[Start Dataset records]

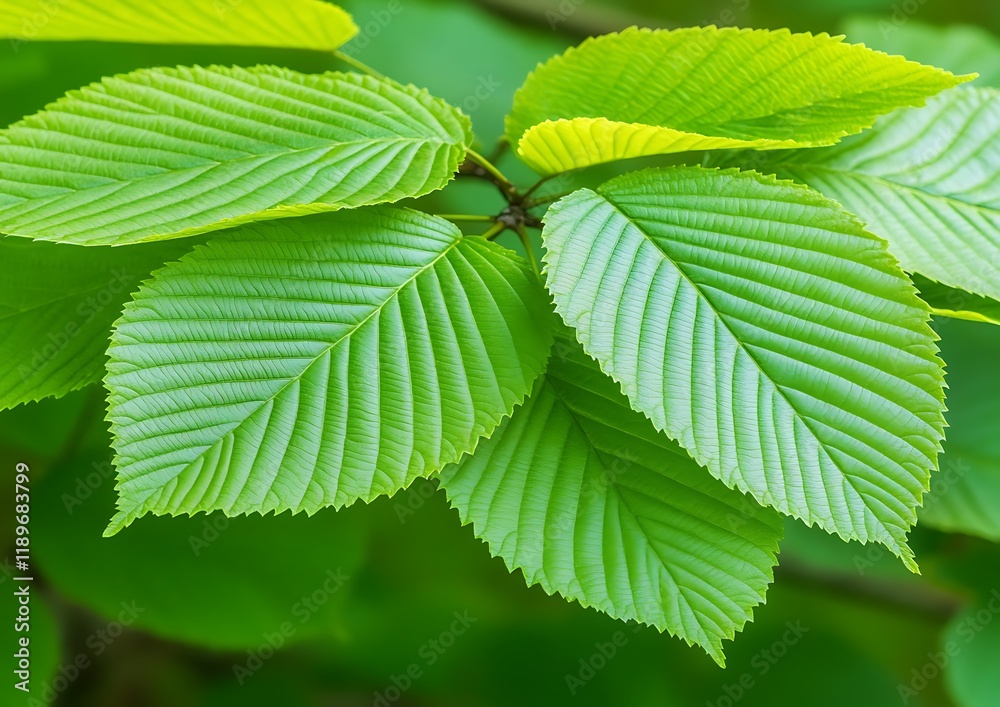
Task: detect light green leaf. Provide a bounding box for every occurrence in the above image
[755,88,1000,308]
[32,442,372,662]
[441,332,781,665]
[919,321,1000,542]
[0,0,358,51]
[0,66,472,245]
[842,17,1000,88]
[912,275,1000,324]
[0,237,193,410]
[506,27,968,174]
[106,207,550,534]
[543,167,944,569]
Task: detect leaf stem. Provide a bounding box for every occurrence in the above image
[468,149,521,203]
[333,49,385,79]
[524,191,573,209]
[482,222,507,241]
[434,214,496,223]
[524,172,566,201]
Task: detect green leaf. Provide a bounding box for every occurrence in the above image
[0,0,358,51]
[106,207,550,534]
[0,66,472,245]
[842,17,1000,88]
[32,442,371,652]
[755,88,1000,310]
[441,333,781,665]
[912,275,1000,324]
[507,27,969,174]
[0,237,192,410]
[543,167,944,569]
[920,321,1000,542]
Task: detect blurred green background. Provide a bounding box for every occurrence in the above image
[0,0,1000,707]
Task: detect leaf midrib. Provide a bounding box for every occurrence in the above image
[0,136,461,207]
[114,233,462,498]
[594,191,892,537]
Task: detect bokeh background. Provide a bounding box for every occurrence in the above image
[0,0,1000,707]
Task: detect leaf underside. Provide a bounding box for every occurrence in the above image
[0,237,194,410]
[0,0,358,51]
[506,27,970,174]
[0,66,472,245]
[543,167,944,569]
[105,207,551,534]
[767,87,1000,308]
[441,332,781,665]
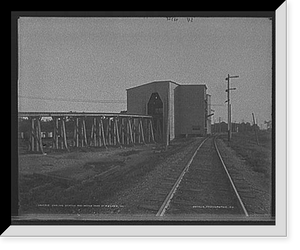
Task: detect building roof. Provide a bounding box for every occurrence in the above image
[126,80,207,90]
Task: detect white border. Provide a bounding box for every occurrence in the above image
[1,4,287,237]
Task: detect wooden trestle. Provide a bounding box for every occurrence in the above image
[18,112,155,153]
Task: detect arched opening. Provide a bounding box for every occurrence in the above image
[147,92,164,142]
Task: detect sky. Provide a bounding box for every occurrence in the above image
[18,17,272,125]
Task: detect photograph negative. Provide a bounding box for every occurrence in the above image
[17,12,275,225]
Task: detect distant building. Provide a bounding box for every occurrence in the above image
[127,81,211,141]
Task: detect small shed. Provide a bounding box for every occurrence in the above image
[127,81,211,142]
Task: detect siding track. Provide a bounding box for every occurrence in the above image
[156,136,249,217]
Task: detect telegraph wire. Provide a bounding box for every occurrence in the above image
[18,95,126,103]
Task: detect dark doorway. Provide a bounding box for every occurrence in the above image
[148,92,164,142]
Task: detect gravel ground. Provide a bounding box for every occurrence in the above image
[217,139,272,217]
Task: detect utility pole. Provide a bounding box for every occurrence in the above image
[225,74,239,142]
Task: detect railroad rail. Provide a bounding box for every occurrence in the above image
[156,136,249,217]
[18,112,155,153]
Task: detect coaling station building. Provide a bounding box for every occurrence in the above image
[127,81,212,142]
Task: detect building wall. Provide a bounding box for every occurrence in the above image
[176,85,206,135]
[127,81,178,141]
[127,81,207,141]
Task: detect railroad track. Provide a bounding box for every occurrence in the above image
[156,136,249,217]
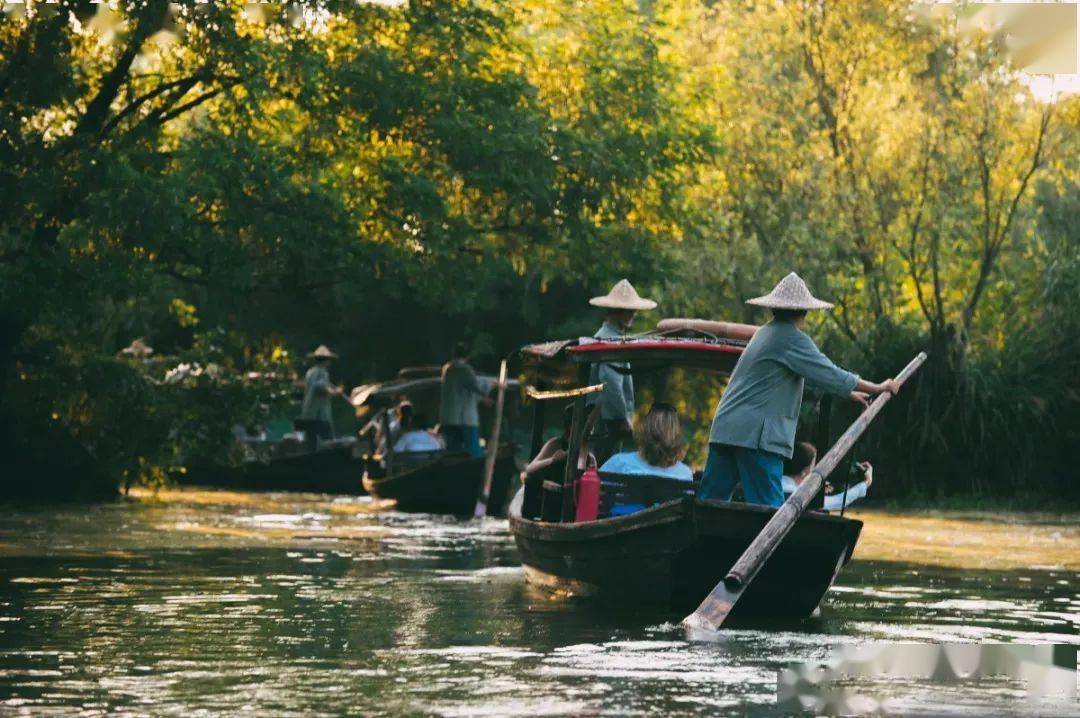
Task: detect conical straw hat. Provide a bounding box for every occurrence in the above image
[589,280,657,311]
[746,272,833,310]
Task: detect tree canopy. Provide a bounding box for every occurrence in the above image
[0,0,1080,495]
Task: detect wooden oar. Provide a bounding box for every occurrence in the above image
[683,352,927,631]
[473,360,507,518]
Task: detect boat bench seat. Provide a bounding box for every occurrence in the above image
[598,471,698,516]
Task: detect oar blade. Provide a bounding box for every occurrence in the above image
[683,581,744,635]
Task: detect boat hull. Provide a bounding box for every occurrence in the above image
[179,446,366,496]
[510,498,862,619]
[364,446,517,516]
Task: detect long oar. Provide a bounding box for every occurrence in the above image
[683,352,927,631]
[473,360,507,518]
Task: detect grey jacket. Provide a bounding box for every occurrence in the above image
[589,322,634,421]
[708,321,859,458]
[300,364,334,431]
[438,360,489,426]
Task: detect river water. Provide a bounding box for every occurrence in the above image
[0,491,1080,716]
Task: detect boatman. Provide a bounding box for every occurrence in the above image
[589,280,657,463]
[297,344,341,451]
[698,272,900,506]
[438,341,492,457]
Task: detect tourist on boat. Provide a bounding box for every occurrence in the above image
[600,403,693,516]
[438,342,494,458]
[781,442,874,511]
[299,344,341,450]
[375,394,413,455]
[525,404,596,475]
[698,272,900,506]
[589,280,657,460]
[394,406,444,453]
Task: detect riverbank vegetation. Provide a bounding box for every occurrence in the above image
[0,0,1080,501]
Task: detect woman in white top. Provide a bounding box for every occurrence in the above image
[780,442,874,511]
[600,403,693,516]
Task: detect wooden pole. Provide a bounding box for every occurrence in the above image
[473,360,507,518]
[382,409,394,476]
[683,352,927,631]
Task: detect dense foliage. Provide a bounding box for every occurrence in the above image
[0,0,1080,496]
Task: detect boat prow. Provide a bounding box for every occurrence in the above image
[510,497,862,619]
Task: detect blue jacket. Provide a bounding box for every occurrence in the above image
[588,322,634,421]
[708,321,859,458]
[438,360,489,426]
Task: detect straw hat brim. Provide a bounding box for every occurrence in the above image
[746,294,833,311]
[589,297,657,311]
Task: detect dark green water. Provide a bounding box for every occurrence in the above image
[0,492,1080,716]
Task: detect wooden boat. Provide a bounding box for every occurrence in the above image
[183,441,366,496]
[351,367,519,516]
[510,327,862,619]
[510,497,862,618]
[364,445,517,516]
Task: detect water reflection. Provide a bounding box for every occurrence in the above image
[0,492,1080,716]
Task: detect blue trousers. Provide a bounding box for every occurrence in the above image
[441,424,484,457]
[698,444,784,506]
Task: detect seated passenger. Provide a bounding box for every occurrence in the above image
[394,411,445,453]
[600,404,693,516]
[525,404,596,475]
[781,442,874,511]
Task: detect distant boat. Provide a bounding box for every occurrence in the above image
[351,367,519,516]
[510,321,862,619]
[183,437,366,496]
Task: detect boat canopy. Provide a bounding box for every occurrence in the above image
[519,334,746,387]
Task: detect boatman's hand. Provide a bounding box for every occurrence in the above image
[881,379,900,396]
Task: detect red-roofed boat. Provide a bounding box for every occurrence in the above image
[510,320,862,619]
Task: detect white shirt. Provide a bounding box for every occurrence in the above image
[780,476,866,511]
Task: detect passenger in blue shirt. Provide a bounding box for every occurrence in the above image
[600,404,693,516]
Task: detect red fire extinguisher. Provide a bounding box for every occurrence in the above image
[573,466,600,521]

[End Dataset records]

## What is expected:
Reproduce the records above verbatim, omitting the pictures.

## Correct response:
Task: detect light green leaf. Provide a bounding box for every occurrence in the above image
[755,88,1000,308]
[32,442,372,662]
[441,332,781,665]
[919,321,1000,542]
[0,0,358,51]
[0,66,472,245]
[842,17,1000,88]
[912,275,1000,324]
[0,237,193,410]
[506,27,968,174]
[106,207,550,534]
[543,167,944,569]
Task: detect leaf stem. Provide a bounding box for every occurrence in the above image
[468,149,521,203]
[333,49,385,79]
[524,191,573,209]
[482,222,507,241]
[434,214,496,223]
[524,172,566,201]
Task: detect green leaf. Provide a bounding box for every occurrence in the above image
[0,0,358,51]
[106,207,550,534]
[0,66,472,245]
[842,17,1000,88]
[32,442,371,652]
[755,88,1000,310]
[441,333,781,665]
[912,275,1000,324]
[507,27,969,174]
[0,237,192,410]
[543,167,944,569]
[920,321,1000,542]
Task: detect blurred green background. Provide a bounding box for every occurrence in the above image
[0,0,1000,707]
Task: detect leaf midrib. Provide a bounding box for every occurrence in the above image
[0,136,461,207]
[114,233,462,498]
[594,191,892,537]
Task: detect bokeh background. Provide a bounding box for every occurrence in the above image
[0,0,1000,707]
Task: detect leaf underside. Provide a bounding box for every occurrence in the above image
[0,237,194,410]
[0,0,358,51]
[506,27,970,174]
[0,66,472,245]
[543,167,944,569]
[105,207,551,534]
[767,87,1000,308]
[441,332,781,665]
Task: detect building roof. Provide a bounding box for every occurrence in the above image
[126,80,207,90]
Task: detect white border. Provide a bounding box for every occurrence in the above image
[1,4,287,237]
Task: detect wooden trestle. Provide a bounding box for every occurrence in the above image
[18,112,155,153]
Task: detect arched opening. Provide a bounding box for every occurrence in the above image
[147,92,164,142]
Task: detect sky. Provide a bounding box for every occurrence in the above image
[18,17,272,125]
Task: detect photograph negative. Provide a bounding box for every occurrence in the above image
[17,12,275,225]
Task: detect distant building. Provide a bounding box for every occurrence in the above image
[127,81,211,141]
Task: detect small shed. Provide a bounding box for every occurrence in the above image
[127,81,211,142]
Task: detect siding track. Provide a bounding box for every occurrence in the above image
[156,136,249,217]
Task: detect telegraph wire. Provide a bounding box for every occurrence in the above image
[18,95,126,103]
Task: detect dark doorway. Provide a bounding box for every occurrence in the above image
[148,92,164,142]
Task: detect gravel ground. Provide a bounding box for every occurrence in the above image
[217,139,272,217]
Task: detect utility pole. Provide a bounding box for every occurrence in the above image
[225,74,239,142]
Task: detect railroad rail. Provide a bounding box for every occurrence in the above image
[156,136,249,217]
[18,112,155,153]
Task: detect coaling station building. Provide a bounding box for every occurrence in the above image
[127,81,212,142]
Task: detect building wall. Provide a bounding box for every occurrence in the above image
[176,85,206,135]
[127,81,178,141]
[127,81,207,141]
Task: detect railroad track. Provide a bounding box for every occurrence in the above image
[156,136,249,217]
Task: detect conical straw hat. Provide a bounding box for every occurrence in the above image
[589,280,657,311]
[746,272,833,310]
Task: detect tree canopy. Provide a bounding box for every occurrence in the above image
[0,0,1080,495]
Task: detect wooden oar. Provide a bounding box for every occurrence in the above image
[683,352,927,631]
[473,360,507,518]
Task: detect boat bench seat. Provide a bounding box for every occurrence in the above image
[598,471,698,516]
Task: detect oar blade. Provide a bounding box for every occurrence in the above image
[683,581,744,635]
Task: detect boat hull. Provide a bounding box for every occurrence in the above image
[179,446,366,496]
[510,498,862,619]
[364,446,517,516]
Task: detect long oar. Provide a bounding box for every occurrence in the above image
[683,352,927,631]
[473,360,507,518]
Task: detect grey jacket. Provide a bounding box for every occurrence in the above image
[589,322,634,421]
[708,321,859,458]
[300,364,334,431]
[438,360,489,426]
Task: detect river water. Provide a bounding box for every occurrence in the above image
[0,491,1080,716]
Task: detect boatman. Provide a bounding box for every occurrence in the above image
[589,280,657,463]
[297,344,341,451]
[698,272,900,506]
[438,341,492,457]
Task: detect tourist on boat. Provide a bounding box for every occurrence in the above image
[600,403,693,516]
[438,342,494,458]
[781,442,874,511]
[299,344,341,450]
[375,394,413,455]
[525,404,596,475]
[698,272,900,506]
[589,280,657,460]
[394,406,444,453]
Task: detect riverbank vegetation. Provide a bounding box for every occurrence in the above image
[0,0,1080,501]
Task: detect woman in white top. Provide a bounding box for every occurrence in the above image
[780,442,874,511]
[600,403,693,516]
Task: detect wooden pole. Provide a bounding box for every occurrence in the above image
[473,360,507,518]
[382,409,394,476]
[683,352,927,631]
Task: detect dense foliage. Provide a bounding box for every occurrence in the above image
[0,0,1080,496]
Task: detect boat prow. Provide a bounding box for every occurrence in the above image
[510,497,862,619]
Task: detect blue jacket. Provide a bounding box for every occurrence in the above image
[588,322,634,421]
[708,321,859,458]
[438,360,489,426]
Task: detect straw hat brim. Provide a bounding box for every occurrence in the above image
[746,294,833,311]
[589,297,657,311]
Task: detect dark green water. Provide a bounding box for every occurrence in the above image
[0,492,1080,716]
Task: detect wooden boat. Provide a bounding box for every occurrence in the above image
[183,441,366,496]
[351,367,519,516]
[510,327,862,619]
[510,497,862,618]
[364,445,517,516]
Task: detect water reflection. Provide a bounding box for every occurrence in the above image
[0,492,1080,716]
Task: detect blue trousers. Provide a bounding box for every occurrence in the above image
[441,424,484,457]
[698,444,784,506]
Task: detect seated passenger. Provide a bounding box for every occurrence in the above image
[394,411,445,453]
[600,404,693,516]
[525,404,596,475]
[781,442,874,511]
Task: detect distant boat. Provide a bounding box for every occurrence in the above image
[351,367,519,516]
[510,321,862,619]
[183,437,366,496]
Task: detect boat canopy. Provide a bounding box for every occurrence in the above image
[519,334,746,387]
Task: detect boatman's hand. Provide a bounding box for every occurrence in the above image
[881,379,900,396]
Task: detect red-roofed boat. Provide a bounding box for every occurrence in the above image
[510,320,862,619]
Task: detect white shirt. Provide a bounding box for every occurrence in the above image
[780,476,866,511]
Task: detect passenger in blue shirt. Provide a bounding box for every occurrence in the above image
[600,404,693,516]
Task: detect red fire extinguisher. Provide a bounding box for every occurrence in the above image
[573,466,600,521]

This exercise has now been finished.